(WHAT IS BEING ASKED) Ignoring every picture, transcribe the data in full as it stands.

(RECORDS FOR PROCESSING)
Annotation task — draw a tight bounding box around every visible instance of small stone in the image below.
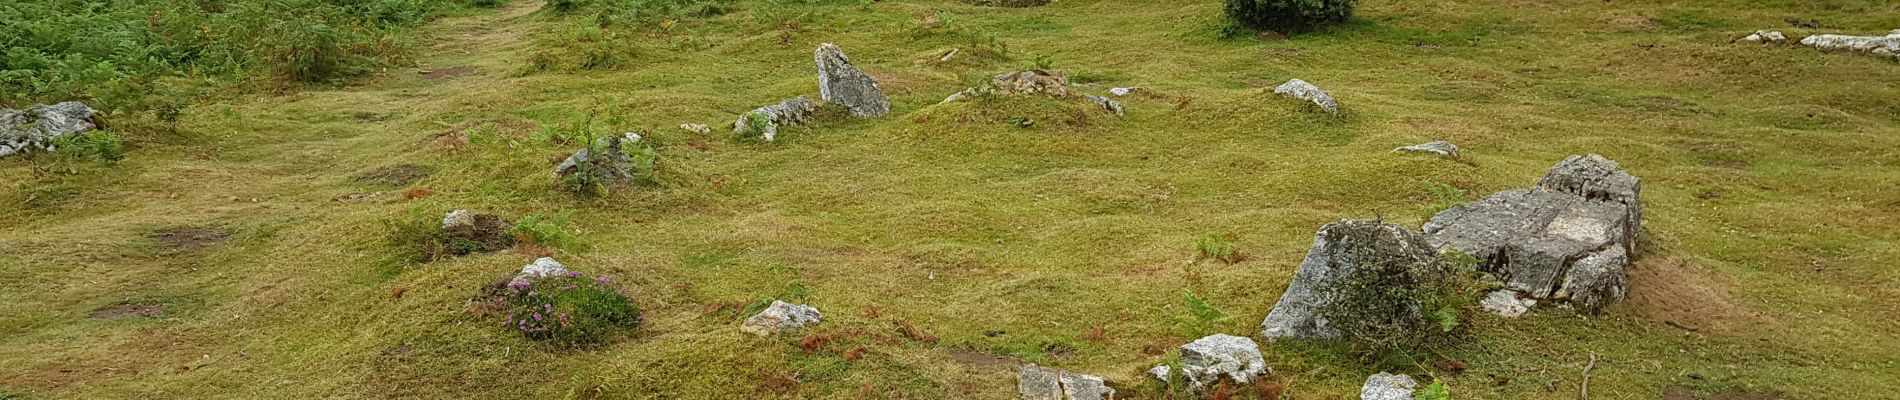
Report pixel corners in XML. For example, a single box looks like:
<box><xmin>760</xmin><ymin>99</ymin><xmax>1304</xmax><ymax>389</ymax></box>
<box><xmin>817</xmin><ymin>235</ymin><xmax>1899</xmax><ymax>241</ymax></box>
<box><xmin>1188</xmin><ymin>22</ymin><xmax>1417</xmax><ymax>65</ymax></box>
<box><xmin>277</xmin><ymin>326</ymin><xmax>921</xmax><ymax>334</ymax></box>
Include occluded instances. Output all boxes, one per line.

(ANSWER FOR THIS EXERCISE)
Annotation task — draw a tight bounding box around every visible instance of small stone in the image below.
Report pixel corners in XML. For example, a single box looks like:
<box><xmin>760</xmin><ymin>99</ymin><xmax>1304</xmax><ymax>389</ymax></box>
<box><xmin>817</xmin><ymin>235</ymin><xmax>1899</xmax><ymax>241</ymax></box>
<box><xmin>1188</xmin><ymin>22</ymin><xmax>1417</xmax><ymax>65</ymax></box>
<box><xmin>277</xmin><ymin>326</ymin><xmax>921</xmax><ymax>334</ymax></box>
Include occluded instances. Output all boxes, one per line.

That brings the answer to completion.